Return, unchanged, the part of the items that opens with the line containing "light blue bedsheet -> masks, each instance" and runs through the end of the items.

(begin)

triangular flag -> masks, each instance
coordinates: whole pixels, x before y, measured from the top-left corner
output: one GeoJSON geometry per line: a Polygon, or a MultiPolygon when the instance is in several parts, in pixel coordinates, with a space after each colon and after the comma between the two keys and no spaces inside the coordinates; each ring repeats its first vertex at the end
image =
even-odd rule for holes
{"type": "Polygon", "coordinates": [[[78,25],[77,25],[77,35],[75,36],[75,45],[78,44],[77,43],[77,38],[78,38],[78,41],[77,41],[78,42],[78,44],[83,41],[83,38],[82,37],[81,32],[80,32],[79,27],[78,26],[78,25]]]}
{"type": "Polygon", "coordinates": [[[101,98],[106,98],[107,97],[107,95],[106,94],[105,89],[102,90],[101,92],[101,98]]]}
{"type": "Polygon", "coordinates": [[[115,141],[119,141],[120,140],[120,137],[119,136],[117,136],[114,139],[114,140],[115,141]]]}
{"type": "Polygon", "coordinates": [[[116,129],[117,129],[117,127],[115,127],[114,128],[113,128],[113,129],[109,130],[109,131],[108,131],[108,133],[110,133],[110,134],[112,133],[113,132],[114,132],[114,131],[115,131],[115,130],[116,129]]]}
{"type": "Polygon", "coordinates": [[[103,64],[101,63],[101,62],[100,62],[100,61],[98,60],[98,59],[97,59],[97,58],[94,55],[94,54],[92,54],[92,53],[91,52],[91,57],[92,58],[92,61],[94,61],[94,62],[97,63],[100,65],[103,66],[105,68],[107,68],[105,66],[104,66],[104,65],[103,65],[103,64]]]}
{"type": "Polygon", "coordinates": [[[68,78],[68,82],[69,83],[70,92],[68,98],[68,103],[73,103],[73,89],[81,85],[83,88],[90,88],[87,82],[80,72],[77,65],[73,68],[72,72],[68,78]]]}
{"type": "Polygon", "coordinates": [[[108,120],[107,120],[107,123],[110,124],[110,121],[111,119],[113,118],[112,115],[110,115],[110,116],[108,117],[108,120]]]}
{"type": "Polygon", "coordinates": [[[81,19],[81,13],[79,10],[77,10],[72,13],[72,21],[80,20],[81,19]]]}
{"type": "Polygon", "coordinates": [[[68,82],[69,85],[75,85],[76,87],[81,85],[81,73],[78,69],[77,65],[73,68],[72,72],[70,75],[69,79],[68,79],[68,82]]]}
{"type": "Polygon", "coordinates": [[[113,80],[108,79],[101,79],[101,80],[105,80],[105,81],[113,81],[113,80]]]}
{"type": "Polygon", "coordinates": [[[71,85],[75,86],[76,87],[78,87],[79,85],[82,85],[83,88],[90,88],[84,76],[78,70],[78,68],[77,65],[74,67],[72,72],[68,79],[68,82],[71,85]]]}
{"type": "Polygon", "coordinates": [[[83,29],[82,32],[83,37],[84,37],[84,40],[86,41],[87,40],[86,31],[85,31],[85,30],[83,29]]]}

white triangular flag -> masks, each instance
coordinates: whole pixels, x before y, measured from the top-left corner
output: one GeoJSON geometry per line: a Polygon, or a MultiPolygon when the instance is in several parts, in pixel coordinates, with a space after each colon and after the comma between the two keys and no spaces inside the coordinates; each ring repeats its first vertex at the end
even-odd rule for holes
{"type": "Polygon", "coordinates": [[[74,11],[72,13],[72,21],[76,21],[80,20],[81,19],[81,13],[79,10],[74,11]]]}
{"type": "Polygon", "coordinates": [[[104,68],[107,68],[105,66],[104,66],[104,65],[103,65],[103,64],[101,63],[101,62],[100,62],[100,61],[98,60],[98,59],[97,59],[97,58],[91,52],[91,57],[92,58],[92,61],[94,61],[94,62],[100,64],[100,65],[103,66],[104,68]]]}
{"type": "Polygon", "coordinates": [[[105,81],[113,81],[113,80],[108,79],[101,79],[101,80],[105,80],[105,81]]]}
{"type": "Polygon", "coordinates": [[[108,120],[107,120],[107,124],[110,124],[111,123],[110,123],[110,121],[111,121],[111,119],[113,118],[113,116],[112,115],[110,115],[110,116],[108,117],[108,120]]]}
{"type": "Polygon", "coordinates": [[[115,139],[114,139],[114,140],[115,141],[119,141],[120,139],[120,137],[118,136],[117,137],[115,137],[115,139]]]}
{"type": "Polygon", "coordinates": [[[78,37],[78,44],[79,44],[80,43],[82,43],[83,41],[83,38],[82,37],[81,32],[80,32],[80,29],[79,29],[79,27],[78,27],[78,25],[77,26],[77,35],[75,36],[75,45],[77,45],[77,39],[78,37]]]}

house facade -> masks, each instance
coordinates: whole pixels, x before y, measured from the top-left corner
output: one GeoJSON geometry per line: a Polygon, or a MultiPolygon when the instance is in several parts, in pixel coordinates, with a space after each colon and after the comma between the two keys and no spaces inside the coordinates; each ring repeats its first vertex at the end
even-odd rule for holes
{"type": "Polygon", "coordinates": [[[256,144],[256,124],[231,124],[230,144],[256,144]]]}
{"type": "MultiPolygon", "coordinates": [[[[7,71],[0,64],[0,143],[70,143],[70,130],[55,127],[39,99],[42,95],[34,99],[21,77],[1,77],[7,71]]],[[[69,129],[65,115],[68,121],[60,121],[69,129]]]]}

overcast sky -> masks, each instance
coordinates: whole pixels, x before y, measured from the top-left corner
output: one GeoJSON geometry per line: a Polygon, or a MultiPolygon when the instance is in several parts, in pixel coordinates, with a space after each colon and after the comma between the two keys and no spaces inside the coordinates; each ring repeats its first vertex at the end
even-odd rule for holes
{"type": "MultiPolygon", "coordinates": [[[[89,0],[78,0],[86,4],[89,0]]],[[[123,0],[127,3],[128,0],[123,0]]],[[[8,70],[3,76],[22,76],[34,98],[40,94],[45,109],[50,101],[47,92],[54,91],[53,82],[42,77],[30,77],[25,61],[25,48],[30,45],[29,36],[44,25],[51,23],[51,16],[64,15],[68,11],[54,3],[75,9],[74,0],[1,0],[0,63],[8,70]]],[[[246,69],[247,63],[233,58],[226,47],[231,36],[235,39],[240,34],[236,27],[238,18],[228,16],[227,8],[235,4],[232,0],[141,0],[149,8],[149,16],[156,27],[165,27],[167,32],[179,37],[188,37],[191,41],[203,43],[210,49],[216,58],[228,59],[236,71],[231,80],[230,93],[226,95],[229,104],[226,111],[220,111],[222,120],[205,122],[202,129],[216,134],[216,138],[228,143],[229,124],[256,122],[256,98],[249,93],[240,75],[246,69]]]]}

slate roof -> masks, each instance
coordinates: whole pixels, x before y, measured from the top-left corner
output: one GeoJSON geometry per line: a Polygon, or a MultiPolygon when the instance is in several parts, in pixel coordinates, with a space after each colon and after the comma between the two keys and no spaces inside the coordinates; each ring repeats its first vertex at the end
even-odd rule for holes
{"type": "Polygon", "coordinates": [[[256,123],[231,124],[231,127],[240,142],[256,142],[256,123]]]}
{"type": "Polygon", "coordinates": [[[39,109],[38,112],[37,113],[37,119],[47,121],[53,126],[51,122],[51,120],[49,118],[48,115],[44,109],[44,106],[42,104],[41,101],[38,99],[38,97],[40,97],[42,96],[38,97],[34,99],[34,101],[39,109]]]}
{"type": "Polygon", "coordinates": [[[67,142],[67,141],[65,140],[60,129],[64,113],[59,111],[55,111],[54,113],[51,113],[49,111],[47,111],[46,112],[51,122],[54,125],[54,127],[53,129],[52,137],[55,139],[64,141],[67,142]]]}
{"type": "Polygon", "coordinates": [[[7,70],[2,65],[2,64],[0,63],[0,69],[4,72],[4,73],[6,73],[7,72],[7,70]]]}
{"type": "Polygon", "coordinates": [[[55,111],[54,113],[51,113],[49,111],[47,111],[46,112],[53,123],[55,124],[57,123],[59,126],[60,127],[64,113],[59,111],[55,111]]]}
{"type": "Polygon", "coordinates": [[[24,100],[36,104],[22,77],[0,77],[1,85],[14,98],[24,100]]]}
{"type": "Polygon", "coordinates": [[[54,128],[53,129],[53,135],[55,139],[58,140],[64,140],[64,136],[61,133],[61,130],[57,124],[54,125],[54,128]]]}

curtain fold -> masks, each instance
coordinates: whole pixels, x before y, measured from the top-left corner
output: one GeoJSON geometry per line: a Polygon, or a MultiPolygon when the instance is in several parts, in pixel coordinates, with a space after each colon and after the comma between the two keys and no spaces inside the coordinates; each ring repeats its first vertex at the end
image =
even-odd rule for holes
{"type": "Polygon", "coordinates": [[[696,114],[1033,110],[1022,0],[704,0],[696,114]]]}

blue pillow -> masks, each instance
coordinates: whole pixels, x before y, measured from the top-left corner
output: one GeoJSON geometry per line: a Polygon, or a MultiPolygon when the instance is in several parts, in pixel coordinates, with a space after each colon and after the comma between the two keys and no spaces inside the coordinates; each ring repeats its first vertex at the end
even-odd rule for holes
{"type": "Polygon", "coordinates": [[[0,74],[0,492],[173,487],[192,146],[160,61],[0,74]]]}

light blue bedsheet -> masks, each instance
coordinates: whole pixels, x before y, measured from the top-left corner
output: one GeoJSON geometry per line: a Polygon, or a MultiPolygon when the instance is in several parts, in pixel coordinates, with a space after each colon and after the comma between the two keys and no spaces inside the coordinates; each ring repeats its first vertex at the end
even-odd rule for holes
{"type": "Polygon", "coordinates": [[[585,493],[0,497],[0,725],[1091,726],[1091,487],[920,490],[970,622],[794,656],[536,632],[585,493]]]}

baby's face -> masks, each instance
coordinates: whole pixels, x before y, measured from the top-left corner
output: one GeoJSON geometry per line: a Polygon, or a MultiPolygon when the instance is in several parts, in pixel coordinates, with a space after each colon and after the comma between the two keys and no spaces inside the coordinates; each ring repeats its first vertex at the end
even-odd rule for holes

(end)

## Correct response
light blue bedsheet -> masks, each instance
coordinates: whole pixels, x before y, measured from the top-left corner
output: one GeoJSON geometry per line: a Polygon, or a MultiPolygon when the instance is in several parts, in pixel coordinates, with a space after each colon and after the comma between the two keys and no spaces inside the coordinates; each ring repeats its first vertex at the end
even-odd rule for holes
{"type": "Polygon", "coordinates": [[[585,493],[0,497],[0,725],[1091,726],[1091,487],[920,490],[970,622],[794,656],[536,632],[585,493]]]}

baby's face -> masks, each instance
coordinates: whole pixels, x before y, measured from the top-left corner
output: one GeoJSON geometry per line: a Polygon, or a MultiPolygon when the instance is in several parts, in pixel coordinates, with a space after each colon and after the comma between the two keys and no spaces inside the coordinates; each ring repeats its first vertex at the end
even-odd rule for holes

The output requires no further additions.